**Problem description**
Pick out every line below that contains the string "curving" and copy each one in full. Match case exactly.

(Point annotation lines)

▼

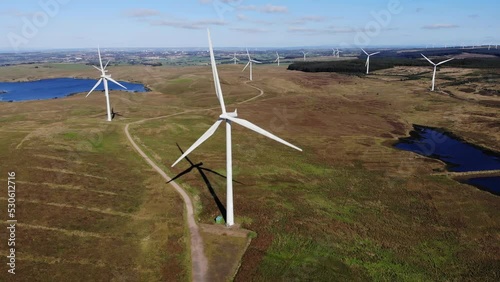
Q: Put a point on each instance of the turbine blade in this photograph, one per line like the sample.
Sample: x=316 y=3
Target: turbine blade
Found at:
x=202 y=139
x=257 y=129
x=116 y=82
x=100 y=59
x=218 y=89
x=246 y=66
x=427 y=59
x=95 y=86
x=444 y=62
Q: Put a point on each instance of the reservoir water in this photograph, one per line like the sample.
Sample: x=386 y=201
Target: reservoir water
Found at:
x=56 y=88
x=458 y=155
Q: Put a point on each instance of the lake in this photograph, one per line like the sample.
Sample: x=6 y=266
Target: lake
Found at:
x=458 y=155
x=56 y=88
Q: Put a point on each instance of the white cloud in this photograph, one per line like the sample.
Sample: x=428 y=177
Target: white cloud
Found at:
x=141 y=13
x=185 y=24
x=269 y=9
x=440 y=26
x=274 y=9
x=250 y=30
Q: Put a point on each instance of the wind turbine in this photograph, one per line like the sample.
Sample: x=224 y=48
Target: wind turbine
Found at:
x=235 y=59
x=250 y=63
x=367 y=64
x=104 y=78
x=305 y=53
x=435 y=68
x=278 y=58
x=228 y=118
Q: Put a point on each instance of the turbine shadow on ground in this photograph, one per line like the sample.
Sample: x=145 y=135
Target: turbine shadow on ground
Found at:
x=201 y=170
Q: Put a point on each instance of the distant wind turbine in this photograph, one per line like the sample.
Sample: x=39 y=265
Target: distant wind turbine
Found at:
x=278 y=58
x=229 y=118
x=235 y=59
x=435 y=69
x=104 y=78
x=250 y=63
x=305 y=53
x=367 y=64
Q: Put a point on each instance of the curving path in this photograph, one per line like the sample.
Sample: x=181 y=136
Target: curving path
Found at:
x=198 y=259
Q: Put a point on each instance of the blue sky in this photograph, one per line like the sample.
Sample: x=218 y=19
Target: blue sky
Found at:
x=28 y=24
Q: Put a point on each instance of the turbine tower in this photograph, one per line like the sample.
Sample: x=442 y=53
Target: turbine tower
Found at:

▲
▼

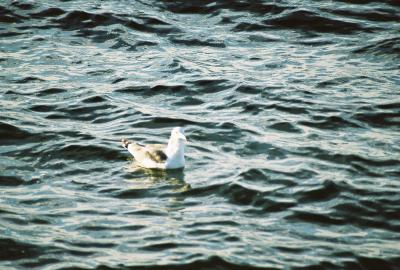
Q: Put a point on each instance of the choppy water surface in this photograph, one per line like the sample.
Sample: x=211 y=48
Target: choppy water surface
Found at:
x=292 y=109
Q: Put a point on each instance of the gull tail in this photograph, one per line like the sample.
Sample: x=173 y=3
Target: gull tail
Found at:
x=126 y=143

▲

**The completed task**
Q: Put a point on each instance of the curving path in this photograph, one per line like the sample.
Target: curving path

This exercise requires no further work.